REQUIREMENT: Set down the quadratic form post word for word, between "Then he wants" and "this kind exists.", inclusive.

Reading a passage from a book I got stuck...
The author says at a certain point:
"Consider a quadratic form in $k$ complex variables $$ Q(z_{1},...,z_{k})=\sum_{i,j=1}^{n}z_{h}z_{j}b_{hj} $$ If we substitute $x^{h}+y^{h}$ for $z^{h}$, and then take the real part of $Q$ we obtain a real quadratic form in $2k$ real variables: $Q'(x_{1},...,x_{k},y_{1},...,y_{k})=$ real part of ($\sum_{i,j=1}^{n}(x_{h}+iy_{h})(x_{j}+iz_{j})b_{hj})$"
Then he wants to prove that
"If $e$ is an eigenvalue of $Q'$ with multiplicity $\mu$, then $-e$ is also an eigenvalue with the same multiplicity $\mu$"
And to prove that he affirms that the identity $$ -Q(z_{1},...,z_{k})=Q(iz_{1},...,iz_{k}) $$ shows that the quadratic form $Q'$ can be transformed into $-Q'$ by an orthogonal change of variables and then concludes what we want to prove follows from that.
I understand why the proof is completed if we show that the quadratic form $Q'$ can be transformed into $-Q'$ by an orthogonal change of variables but it is not clear to me why from the identity above mentioned follows that an orthogonal change of this kind exists.
Thanks for the help

EXTRACTED MATERIAL:
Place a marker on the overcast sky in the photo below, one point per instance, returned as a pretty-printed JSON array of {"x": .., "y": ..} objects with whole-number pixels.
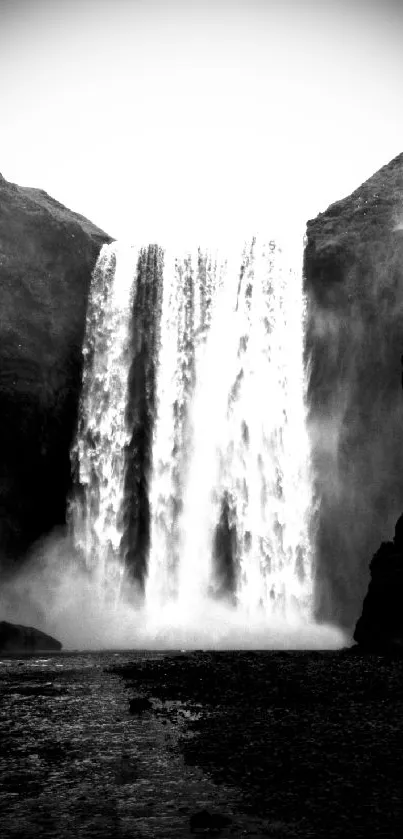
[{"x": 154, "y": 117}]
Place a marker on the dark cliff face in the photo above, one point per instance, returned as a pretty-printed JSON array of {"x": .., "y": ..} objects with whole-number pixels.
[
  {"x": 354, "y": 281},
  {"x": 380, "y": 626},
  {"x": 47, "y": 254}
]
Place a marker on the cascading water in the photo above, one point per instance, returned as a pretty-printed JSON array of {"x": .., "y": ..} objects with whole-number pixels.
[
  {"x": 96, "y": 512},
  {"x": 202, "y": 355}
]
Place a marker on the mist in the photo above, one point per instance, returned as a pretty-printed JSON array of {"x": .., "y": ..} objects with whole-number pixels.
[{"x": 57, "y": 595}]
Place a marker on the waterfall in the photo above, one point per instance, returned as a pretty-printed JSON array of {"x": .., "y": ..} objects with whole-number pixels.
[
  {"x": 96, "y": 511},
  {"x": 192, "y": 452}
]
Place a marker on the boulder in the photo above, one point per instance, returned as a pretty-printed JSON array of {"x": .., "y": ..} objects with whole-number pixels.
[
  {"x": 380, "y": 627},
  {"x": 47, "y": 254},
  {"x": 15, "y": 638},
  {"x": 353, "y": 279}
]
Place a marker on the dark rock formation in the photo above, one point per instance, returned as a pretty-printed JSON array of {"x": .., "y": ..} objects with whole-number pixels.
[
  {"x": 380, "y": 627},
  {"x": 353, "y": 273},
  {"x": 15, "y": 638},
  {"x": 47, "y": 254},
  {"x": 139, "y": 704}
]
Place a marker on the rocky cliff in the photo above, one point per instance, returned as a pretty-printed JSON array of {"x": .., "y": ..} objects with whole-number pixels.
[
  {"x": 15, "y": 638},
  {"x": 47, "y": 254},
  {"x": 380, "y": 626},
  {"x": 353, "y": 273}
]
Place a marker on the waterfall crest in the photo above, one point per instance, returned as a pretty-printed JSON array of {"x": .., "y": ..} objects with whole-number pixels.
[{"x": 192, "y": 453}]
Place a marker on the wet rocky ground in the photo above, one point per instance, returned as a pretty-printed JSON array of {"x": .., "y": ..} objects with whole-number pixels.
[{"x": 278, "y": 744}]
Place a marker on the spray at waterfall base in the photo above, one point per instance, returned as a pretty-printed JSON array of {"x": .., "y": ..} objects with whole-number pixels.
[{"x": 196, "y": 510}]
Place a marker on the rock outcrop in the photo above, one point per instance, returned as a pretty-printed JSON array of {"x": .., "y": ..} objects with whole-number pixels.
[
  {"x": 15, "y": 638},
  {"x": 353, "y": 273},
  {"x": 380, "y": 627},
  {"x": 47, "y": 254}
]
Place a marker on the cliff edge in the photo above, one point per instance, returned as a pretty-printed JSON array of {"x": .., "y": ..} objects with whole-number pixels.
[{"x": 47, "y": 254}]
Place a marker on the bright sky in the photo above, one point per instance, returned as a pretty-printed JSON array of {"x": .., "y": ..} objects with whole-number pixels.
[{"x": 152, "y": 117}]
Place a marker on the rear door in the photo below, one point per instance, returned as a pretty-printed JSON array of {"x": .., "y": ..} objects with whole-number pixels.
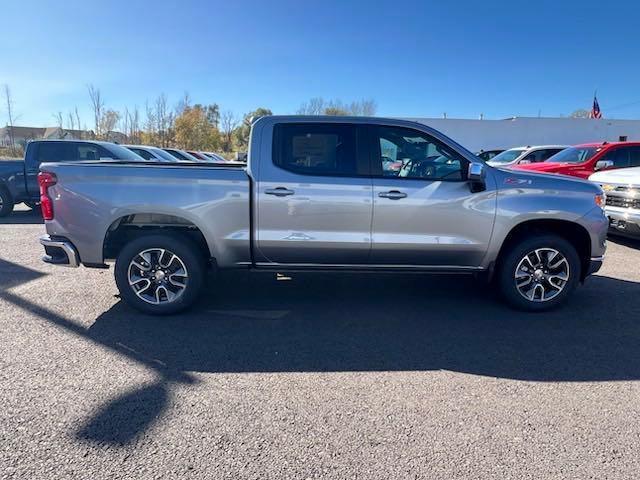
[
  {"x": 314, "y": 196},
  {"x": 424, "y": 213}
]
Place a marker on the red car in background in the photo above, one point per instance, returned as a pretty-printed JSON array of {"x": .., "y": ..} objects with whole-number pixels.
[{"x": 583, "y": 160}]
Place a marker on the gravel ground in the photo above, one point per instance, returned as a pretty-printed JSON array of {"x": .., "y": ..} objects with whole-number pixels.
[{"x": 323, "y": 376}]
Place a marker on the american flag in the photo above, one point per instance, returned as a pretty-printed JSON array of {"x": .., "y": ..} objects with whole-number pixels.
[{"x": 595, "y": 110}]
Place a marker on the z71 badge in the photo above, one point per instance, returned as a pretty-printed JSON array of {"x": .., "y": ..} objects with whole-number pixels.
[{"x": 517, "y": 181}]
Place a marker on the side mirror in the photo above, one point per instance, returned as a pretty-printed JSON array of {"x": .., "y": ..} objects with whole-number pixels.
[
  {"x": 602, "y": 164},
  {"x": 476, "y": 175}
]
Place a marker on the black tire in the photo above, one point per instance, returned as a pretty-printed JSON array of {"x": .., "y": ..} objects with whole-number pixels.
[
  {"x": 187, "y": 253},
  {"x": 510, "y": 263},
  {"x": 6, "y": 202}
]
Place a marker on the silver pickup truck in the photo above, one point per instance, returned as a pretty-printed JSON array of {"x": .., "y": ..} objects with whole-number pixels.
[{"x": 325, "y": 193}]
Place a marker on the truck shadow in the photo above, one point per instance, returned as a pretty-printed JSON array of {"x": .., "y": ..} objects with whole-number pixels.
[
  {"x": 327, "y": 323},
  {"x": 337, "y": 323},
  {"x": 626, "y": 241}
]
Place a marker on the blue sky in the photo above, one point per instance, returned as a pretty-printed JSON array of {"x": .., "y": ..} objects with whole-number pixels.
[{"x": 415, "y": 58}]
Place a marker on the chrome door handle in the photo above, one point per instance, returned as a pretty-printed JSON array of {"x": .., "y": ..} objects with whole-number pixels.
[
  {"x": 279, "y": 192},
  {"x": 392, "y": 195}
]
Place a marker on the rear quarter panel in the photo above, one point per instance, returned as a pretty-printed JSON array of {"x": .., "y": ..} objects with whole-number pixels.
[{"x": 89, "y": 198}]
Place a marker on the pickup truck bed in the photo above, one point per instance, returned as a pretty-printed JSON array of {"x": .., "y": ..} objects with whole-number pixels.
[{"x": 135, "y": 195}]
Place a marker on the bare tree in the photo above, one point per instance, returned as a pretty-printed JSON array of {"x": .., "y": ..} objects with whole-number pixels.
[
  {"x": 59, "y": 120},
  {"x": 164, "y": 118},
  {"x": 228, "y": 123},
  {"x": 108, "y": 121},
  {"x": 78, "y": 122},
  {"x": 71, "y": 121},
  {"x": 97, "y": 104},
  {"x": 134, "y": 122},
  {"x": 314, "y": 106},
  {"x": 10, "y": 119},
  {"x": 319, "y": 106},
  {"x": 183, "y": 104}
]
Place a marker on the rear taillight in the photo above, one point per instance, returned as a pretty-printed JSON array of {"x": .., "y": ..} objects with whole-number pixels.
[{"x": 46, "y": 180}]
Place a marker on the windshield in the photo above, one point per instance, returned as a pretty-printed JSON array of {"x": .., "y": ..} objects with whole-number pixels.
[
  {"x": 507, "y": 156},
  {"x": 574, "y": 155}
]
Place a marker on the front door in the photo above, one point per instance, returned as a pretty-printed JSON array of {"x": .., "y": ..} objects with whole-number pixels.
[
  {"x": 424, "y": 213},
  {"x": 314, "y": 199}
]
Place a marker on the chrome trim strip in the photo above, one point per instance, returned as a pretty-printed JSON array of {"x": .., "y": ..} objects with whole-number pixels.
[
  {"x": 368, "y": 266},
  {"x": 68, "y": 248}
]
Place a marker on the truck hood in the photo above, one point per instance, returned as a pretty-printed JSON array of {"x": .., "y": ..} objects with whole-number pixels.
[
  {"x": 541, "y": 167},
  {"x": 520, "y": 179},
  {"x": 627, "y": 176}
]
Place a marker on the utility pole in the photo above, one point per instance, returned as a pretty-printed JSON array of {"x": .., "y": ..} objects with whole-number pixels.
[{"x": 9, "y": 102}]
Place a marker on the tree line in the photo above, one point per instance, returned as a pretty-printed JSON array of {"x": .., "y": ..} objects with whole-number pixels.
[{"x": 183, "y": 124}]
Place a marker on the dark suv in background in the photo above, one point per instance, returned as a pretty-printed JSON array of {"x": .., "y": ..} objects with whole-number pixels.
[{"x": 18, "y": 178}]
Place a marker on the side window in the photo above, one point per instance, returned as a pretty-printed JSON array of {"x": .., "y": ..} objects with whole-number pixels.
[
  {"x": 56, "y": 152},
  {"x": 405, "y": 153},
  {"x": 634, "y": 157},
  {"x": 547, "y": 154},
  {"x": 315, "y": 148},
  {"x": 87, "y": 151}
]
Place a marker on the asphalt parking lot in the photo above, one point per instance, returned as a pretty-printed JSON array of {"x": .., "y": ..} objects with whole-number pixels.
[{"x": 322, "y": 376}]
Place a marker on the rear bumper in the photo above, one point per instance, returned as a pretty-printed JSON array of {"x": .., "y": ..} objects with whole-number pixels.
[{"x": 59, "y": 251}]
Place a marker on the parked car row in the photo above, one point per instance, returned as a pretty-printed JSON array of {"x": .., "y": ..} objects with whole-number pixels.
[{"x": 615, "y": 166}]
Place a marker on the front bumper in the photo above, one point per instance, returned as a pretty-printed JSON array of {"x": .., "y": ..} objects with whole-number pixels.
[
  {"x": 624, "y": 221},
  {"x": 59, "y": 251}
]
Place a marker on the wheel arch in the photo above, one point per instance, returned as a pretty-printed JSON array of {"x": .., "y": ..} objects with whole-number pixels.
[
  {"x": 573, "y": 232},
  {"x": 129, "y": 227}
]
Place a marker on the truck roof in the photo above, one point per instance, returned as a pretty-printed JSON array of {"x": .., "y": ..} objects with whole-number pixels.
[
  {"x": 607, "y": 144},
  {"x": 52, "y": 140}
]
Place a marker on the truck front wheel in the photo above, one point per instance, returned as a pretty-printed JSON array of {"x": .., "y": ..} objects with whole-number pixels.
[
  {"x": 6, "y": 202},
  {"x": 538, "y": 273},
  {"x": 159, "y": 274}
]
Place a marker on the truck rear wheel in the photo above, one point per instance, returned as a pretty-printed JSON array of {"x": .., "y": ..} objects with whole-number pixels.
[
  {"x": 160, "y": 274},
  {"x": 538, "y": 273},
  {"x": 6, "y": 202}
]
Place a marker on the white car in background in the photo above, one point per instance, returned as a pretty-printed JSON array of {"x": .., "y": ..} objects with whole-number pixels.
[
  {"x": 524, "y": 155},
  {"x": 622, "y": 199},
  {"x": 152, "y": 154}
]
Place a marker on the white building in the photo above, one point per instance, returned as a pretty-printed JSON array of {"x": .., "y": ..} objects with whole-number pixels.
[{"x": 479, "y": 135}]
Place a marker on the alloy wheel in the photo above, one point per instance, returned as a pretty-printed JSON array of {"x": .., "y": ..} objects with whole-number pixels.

THE RESPONSE:
Then he wants to prove that
"If $e$ is an eigenvalue of $Q'$ with multiplicity $\mu$, then $-e$ is also an eigenvalue with the same multiplicity $\mu$"
And to prove that he affirms that the identity $$ -Q(z_{1},...,z_{k})=Q(iz_{1},...,iz_{k}) $$ shows that the quadratic form $Q'$ can be transformed into $-Q'$ by an orthogonal change of variables and then concludes what we want to prove follows from that.
I understand why the proof is completed if we show that the quadratic form $Q'$ can be transformed into $-Q'$ by an orthogonal change of variables but it is not clear to me why from the identity above mentioned follows that an orthogonal change of this kind exists.